What to produce. Copy out everything in the records below from the line containing "Please trace the outline of every instance of the woman's right" down to the line containing "456 568 L 461", including both of those lines.

Data extract.
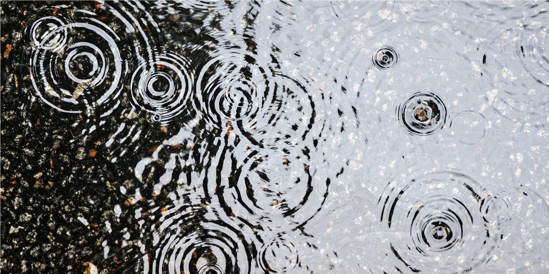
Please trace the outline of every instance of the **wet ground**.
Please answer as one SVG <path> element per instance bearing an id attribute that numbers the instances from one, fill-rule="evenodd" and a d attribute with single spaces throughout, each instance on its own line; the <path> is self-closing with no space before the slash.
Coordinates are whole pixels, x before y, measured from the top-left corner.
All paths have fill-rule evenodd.
<path id="1" fill-rule="evenodd" d="M 2 272 L 549 271 L 547 2 L 1 5 Z"/>

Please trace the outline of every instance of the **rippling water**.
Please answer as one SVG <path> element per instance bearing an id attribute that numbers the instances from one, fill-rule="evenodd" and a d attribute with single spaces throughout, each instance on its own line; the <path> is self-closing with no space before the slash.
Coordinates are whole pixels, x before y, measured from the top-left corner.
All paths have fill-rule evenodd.
<path id="1" fill-rule="evenodd" d="M 548 8 L 3 2 L 2 271 L 549 271 Z"/>

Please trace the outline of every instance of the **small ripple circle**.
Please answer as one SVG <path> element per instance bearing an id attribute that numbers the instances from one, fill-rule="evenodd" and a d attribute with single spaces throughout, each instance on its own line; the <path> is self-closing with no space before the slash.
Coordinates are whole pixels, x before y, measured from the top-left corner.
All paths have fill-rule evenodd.
<path id="1" fill-rule="evenodd" d="M 444 126 L 446 105 L 434 93 L 418 92 L 408 97 L 396 108 L 399 120 L 413 135 L 432 134 Z"/>
<path id="2" fill-rule="evenodd" d="M 398 62 L 398 53 L 388 45 L 383 46 L 372 55 L 372 63 L 382 70 L 390 70 L 396 66 Z"/>
<path id="3" fill-rule="evenodd" d="M 111 109 L 122 88 L 126 69 L 118 36 L 104 23 L 86 17 L 65 24 L 38 19 L 30 28 L 31 79 L 34 92 L 60 112 Z"/>
<path id="4" fill-rule="evenodd" d="M 454 171 L 389 183 L 378 204 L 382 224 L 400 235 L 390 240 L 393 253 L 412 272 L 435 267 L 457 271 L 486 262 L 498 241 L 481 210 L 490 193 Z M 456 264 L 458 255 L 467 265 Z"/>
<path id="5" fill-rule="evenodd" d="M 131 78 L 132 102 L 139 112 L 165 124 L 188 106 L 193 89 L 193 71 L 187 59 L 173 53 L 144 62 Z"/>

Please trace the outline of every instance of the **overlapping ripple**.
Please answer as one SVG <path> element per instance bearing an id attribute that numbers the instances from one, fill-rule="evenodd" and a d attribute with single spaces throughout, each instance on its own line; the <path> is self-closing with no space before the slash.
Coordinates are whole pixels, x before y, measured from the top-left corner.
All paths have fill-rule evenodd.
<path id="1" fill-rule="evenodd" d="M 329 179 L 307 147 L 220 153 L 216 192 L 226 211 L 265 229 L 302 226 L 326 198 Z"/>
<path id="2" fill-rule="evenodd" d="M 75 15 L 75 22 L 47 16 L 31 27 L 31 77 L 36 95 L 46 104 L 81 113 L 113 104 L 126 66 L 117 34 L 87 13 Z"/>
<path id="3" fill-rule="evenodd" d="M 488 262 L 500 237 L 485 216 L 489 190 L 453 171 L 409 178 L 390 183 L 378 201 L 380 220 L 394 233 L 395 267 L 453 273 Z"/>
<path id="4" fill-rule="evenodd" d="M 165 125 L 179 116 L 191 116 L 194 76 L 190 60 L 175 52 L 158 52 L 133 72 L 132 102 L 151 122 Z"/>
<path id="5" fill-rule="evenodd" d="M 299 263 L 299 256 L 292 241 L 279 234 L 260 248 L 257 262 L 267 273 L 292 273 Z"/>
<path id="6" fill-rule="evenodd" d="M 208 130 L 234 130 L 262 148 L 304 140 L 315 115 L 305 86 L 278 72 L 276 63 L 262 66 L 250 55 L 228 55 L 240 61 L 214 57 L 198 77 L 195 104 Z"/>
<path id="7" fill-rule="evenodd" d="M 547 26 L 528 26 L 517 43 L 517 52 L 524 69 L 536 81 L 547 86 L 549 86 L 548 33 Z"/>
<path id="8" fill-rule="evenodd" d="M 418 92 L 396 108 L 399 120 L 412 134 L 425 135 L 440 130 L 446 122 L 446 105 L 436 94 Z"/>
<path id="9" fill-rule="evenodd" d="M 145 273 L 253 273 L 255 249 L 243 229 L 220 220 L 204 204 L 165 209 L 154 251 L 143 257 Z"/>

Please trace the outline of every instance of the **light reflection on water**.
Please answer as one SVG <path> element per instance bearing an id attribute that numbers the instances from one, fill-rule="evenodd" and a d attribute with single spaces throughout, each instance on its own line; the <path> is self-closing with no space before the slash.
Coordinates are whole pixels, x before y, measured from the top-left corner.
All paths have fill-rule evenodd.
<path id="1" fill-rule="evenodd" d="M 101 273 L 540 273 L 549 5 L 501 4 L 36 8 L 22 116 L 100 152 Z"/>

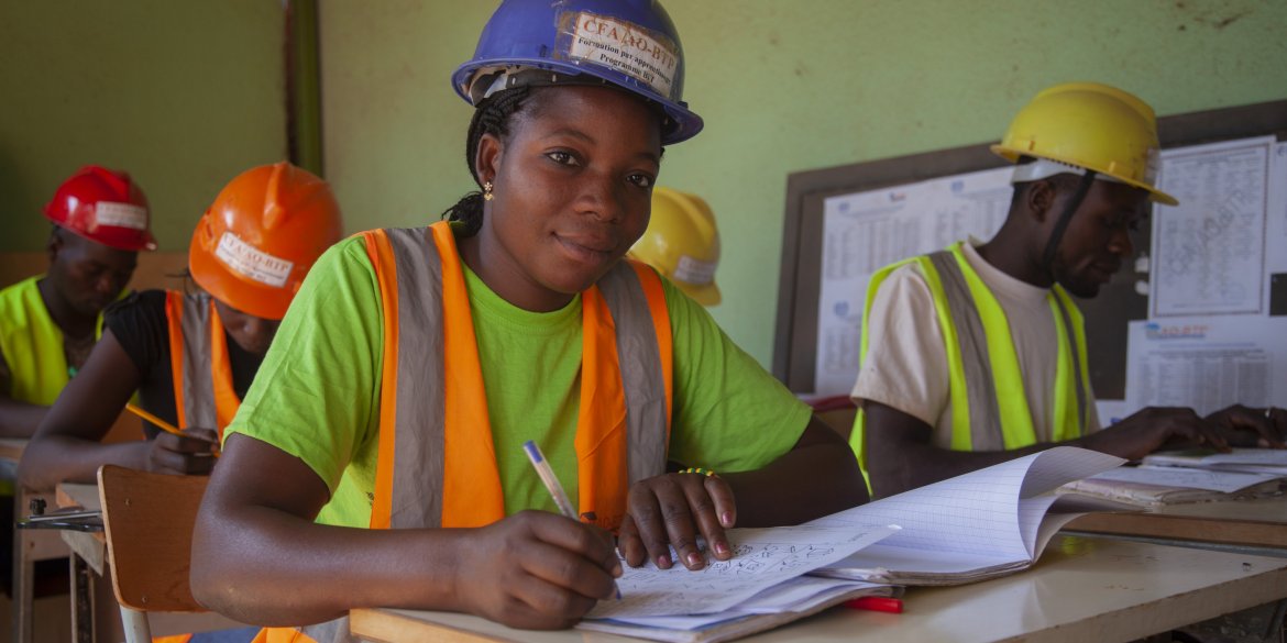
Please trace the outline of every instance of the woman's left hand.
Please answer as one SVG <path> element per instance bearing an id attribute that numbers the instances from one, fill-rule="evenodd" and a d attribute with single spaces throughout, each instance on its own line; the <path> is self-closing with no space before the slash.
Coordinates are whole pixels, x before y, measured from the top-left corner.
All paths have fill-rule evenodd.
<path id="1" fill-rule="evenodd" d="M 705 567 L 698 538 L 718 561 L 732 558 L 725 530 L 737 521 L 732 489 L 718 476 L 667 473 L 631 486 L 618 548 L 631 567 L 645 557 L 659 568 L 673 565 L 671 547 L 690 570 Z"/>

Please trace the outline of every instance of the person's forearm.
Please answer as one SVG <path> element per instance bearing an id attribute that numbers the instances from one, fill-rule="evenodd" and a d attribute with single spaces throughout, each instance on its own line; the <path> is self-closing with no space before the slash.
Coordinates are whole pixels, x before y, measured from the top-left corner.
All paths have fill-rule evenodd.
<path id="1" fill-rule="evenodd" d="M 849 445 L 816 419 L 794 449 L 768 466 L 721 476 L 737 500 L 739 527 L 798 525 L 867 500 Z"/>
<path id="2" fill-rule="evenodd" d="M 49 406 L 0 396 L 0 437 L 31 437 L 46 413 Z"/>
<path id="3" fill-rule="evenodd" d="M 456 563 L 474 530 L 333 527 L 268 507 L 207 503 L 202 512 L 192 593 L 234 620 L 291 626 L 358 607 L 463 608 Z"/>
<path id="4" fill-rule="evenodd" d="M 94 482 L 103 464 L 147 469 L 151 445 L 102 444 L 71 436 L 41 436 L 22 454 L 18 480 L 27 489 L 53 489 L 59 482 Z"/>

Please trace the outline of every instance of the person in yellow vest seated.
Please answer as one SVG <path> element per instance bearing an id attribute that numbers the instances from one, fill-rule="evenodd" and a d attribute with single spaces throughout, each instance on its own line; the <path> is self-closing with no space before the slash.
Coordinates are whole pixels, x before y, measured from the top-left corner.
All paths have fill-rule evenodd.
<path id="1" fill-rule="evenodd" d="M 30 437 L 89 358 L 138 252 L 156 249 L 130 175 L 85 166 L 45 206 L 49 270 L 0 291 L 0 437 Z"/>
<path id="2" fill-rule="evenodd" d="M 623 33 L 667 76 L 584 45 Z M 844 441 L 623 258 L 663 145 L 701 129 L 682 80 L 656 3 L 501 4 L 452 82 L 475 107 L 481 193 L 341 242 L 309 274 L 206 490 L 198 601 L 315 640 L 375 606 L 566 628 L 613 595 L 609 531 L 627 565 L 682 571 L 730 559 L 725 529 L 865 500 Z M 526 441 L 579 520 L 556 513 Z"/>
<path id="3" fill-rule="evenodd" d="M 208 473 L 287 306 L 341 228 L 329 185 L 305 170 L 283 162 L 233 179 L 192 235 L 199 289 L 144 291 L 108 309 L 103 340 L 23 454 L 21 482 L 91 482 L 108 463 Z M 149 440 L 102 444 L 135 391 L 183 435 L 147 423 Z"/>
<path id="4" fill-rule="evenodd" d="M 878 271 L 867 287 L 851 435 L 870 489 L 888 496 L 1054 445 L 1127 459 L 1230 441 L 1282 446 L 1287 415 L 1149 408 L 1102 428 L 1081 314 L 1133 255 L 1154 186 L 1153 109 L 1107 85 L 1058 85 L 992 150 L 1018 163 L 1009 215 Z M 1158 216 L 1166 216 L 1165 211 Z"/>
<path id="5" fill-rule="evenodd" d="M 719 303 L 716 285 L 719 230 L 716 215 L 701 197 L 653 188 L 653 217 L 625 256 L 655 267 L 698 303 Z"/>

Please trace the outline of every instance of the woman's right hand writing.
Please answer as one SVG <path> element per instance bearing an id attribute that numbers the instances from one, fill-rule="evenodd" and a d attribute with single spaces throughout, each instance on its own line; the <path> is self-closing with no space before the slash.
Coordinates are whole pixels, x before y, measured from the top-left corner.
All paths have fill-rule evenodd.
<path id="1" fill-rule="evenodd" d="M 456 568 L 461 608 L 511 628 L 570 628 L 615 594 L 622 575 L 606 531 L 553 513 L 516 513 L 466 543 Z"/>
<path id="2" fill-rule="evenodd" d="M 148 471 L 178 476 L 208 476 L 215 468 L 219 433 L 189 427 L 183 435 L 161 432 L 148 450 Z"/>

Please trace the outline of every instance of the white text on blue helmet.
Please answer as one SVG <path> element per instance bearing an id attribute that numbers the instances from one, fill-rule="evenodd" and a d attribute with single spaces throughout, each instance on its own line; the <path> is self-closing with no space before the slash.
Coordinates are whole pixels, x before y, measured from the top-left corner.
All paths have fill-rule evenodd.
<path id="1" fill-rule="evenodd" d="M 671 96 L 678 66 L 678 48 L 660 33 L 592 13 L 577 15 L 569 58 L 613 68 Z"/>

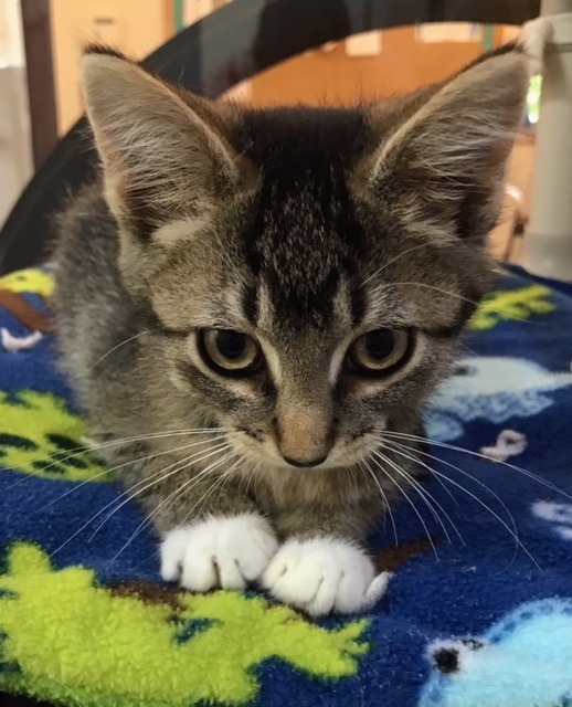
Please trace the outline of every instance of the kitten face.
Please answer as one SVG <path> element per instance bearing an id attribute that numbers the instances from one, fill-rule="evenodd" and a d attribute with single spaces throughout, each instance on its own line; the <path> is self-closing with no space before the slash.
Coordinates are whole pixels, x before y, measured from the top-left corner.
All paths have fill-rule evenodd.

Correct answer.
Please trace the outline of every instance of the woman's right hand writing.
Please answer as one SVG <path> element per instance bearing an id attribute that numbers the instances from one, fill-rule="evenodd" and a d attribute with single spaces throughout, each instance on its own line; the <path> is self-closing with no space before the slash.
Coordinates are whole pixels, x before y, measured from the top-left corner.
All paths have fill-rule evenodd.
<path id="1" fill-rule="evenodd" d="M 456 568 L 461 608 L 511 628 L 570 628 L 615 594 L 622 575 L 606 531 L 553 513 L 516 513 L 466 543 Z"/>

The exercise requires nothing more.